Трикстер в СССР
Трикстер мифологический и трикстер современный
Изначально трикстер — понятие мифологическое; в Новое время (также называемое модерностью) к нему восходят культурные роли плута, шута, вора, авантюриста, самозванца, юродивого и так далее. Однако, говоря о советской культуре, я возвращаюсь к термину «трикстер», чтобы отразить синкретический характер самых ярких ее персонажей. Если Остапа Бендера еще худо-бедно можно отнести к плутам (хотя его плутовство явно отличается от классических образцов хотя бы тем, что у него нет хозяина), а Беню Крика — к ворам (хотя, как и в случае с Бендером, артистизм здесь явно преобладает над прагматикой), то невозможно отнести к какой-то определенной категории эренбурговского Хулио Хуренито, Ивана Бабичева — изобретателя «Офелии»
из «Зависти» Олеши, Воланда со свитой — эдакого многоликого трикстера, Веничку из «Москва–Петушки»… Они очень разные, и при этом они все трикстеры.
Трикстеры XX века очень далеко отстоят от мифологического прототипа: часто они далеко не просты, а даже интеллектуальны, их трюки могут иметь социокультурное значение и так далее. Конечно, есть общие черты — амбивалентность, пребывание на границе между противоположными категориями и состояниями, создание своеобразной «криминальной» ситуации и существование внутри нее. Еще важная общая черта — это специфические отношения с сакральным. Американский исследователь Льюис Хайд верно отметил, что, если трикстер не соотносится с сакральным, он просто жулик.
Сакральный контекст новых трикстеров лучше всего описывается с помощью категории траты, введенной Жоржем Батаем. Трата всего ценного, всего авторитетного — это, с одной стороны, форма интимизации отношений с миром, а с другой — обретение свободы особого рода. Анархическое разрушение, свойственное трикстеру, — это ритуал обретения свободы, причем очень опасной свободы. Дмитрий Александрович Пригов, который, как я полагаю, вполне сознательно «ставил» себя как трикстера, часто повторял: в чем состоит моя функция? Чтобы явить свободу со всеми опасностями — «являть имидж художника, инфицировавшего себя свободой со всеми составляющими ее предельности и опасности». И ни в чем другом.

▸ **Задание a**: Выпишите из записей все строки со словом «water».

▸ **Исходные записи**:
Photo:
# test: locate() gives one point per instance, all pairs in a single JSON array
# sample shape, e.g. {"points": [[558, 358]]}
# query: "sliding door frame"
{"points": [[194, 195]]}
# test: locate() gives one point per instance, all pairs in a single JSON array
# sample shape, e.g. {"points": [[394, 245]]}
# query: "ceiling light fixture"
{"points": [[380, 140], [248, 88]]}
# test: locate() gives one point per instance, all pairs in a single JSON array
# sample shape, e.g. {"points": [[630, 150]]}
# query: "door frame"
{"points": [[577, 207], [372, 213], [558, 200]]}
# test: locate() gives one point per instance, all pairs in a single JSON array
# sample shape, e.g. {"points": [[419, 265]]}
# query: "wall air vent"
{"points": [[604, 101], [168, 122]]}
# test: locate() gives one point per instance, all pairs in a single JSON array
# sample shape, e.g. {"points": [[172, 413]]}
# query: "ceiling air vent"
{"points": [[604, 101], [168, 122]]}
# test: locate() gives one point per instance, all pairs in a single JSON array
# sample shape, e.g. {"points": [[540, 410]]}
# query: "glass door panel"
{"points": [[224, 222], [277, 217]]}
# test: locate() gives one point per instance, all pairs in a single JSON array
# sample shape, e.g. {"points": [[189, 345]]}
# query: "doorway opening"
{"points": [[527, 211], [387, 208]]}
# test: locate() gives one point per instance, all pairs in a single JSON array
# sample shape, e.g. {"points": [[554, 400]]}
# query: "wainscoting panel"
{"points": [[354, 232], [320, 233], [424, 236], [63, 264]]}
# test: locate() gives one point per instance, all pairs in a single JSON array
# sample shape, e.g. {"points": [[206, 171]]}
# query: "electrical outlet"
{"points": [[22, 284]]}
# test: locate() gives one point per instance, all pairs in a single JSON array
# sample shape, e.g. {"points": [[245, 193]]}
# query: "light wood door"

...

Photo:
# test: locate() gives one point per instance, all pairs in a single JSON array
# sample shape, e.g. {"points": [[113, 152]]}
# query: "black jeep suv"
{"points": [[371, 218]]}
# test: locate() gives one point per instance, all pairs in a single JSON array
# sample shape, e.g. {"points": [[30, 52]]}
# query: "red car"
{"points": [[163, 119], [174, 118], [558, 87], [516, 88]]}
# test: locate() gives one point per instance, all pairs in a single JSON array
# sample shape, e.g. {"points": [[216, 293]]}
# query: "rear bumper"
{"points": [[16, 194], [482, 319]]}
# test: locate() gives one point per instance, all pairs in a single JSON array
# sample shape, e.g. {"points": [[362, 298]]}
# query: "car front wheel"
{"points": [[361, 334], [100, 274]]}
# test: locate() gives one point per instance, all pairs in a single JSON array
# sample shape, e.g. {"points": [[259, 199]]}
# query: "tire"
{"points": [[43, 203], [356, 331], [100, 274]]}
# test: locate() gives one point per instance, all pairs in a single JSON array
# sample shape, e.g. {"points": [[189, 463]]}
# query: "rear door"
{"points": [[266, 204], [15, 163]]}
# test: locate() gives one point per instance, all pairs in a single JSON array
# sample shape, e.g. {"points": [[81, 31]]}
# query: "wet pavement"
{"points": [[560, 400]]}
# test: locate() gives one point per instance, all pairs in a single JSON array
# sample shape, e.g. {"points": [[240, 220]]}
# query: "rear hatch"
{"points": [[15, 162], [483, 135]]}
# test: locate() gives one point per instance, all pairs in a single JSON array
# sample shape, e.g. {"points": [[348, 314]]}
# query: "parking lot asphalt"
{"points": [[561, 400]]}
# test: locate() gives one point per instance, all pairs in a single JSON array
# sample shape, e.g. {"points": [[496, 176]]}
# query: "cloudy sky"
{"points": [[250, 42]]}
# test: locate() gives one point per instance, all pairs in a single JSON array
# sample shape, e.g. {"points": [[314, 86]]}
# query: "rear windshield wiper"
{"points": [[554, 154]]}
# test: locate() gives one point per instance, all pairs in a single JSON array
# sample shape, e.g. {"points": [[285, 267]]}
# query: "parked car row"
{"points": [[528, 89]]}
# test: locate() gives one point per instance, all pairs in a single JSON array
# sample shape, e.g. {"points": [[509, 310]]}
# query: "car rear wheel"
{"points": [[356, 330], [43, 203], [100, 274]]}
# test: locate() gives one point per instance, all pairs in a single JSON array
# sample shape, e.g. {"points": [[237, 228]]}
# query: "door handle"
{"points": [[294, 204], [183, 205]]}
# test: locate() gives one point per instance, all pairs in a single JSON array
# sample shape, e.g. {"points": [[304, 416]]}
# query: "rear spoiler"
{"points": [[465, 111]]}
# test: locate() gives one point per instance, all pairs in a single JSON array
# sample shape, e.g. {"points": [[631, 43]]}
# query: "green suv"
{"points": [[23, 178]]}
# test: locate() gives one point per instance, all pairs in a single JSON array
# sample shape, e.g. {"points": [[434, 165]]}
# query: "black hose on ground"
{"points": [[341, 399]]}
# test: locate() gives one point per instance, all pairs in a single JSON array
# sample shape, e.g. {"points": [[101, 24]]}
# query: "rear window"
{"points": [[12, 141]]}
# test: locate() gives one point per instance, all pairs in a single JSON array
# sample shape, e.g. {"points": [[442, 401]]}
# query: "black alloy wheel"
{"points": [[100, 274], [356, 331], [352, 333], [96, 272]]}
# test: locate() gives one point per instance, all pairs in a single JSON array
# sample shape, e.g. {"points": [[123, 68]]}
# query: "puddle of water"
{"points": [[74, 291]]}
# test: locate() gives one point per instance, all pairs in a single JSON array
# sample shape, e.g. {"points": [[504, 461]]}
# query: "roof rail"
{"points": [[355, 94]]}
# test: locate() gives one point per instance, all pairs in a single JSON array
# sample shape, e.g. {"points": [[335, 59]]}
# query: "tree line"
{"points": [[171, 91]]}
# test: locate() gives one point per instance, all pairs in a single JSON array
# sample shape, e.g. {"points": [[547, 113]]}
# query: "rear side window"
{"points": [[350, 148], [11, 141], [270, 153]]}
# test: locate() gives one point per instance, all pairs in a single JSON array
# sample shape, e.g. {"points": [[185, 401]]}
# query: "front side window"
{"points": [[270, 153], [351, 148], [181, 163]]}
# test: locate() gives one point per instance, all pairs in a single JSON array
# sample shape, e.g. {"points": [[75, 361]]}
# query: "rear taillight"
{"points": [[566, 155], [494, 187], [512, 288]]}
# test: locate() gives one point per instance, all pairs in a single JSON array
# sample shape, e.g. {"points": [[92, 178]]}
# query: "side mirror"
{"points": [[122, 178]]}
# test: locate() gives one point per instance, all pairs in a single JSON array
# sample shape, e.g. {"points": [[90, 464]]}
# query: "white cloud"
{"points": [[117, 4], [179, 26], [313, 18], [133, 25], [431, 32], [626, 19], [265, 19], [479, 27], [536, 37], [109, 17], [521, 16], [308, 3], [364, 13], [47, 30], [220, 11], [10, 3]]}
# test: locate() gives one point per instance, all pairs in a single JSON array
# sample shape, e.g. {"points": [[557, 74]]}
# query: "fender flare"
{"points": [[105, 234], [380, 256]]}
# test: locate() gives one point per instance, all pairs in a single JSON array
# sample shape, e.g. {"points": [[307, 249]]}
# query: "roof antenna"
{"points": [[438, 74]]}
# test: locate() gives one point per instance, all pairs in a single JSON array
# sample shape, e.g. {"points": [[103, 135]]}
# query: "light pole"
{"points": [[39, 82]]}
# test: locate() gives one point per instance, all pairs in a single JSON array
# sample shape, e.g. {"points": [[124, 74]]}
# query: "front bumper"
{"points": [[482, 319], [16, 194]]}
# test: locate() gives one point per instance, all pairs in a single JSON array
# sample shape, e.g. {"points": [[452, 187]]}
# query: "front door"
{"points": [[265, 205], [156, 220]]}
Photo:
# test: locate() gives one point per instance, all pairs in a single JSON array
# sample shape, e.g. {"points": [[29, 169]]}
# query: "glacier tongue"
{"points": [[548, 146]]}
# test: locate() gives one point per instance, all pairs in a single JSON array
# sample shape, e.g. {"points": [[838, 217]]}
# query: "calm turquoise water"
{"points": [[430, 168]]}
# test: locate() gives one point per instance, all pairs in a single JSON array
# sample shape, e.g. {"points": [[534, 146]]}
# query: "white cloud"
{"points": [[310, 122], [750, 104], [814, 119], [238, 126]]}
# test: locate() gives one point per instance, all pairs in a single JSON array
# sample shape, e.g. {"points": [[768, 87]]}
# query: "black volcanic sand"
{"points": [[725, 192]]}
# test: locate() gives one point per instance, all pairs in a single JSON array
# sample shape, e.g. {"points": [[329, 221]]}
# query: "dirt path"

▸ **Задание b**: Перечислите литературных персонажей, которых текст о трикстерах в СССР называет трикстерами.

▸ **Результат a**:
# query: "puddle of water"
# query: "calm turquoise water"

▸ **Результат b**: Остап Бендер, Беня Крик, Хулио Хуренито, Иван Бабичев, Воланд, Веничка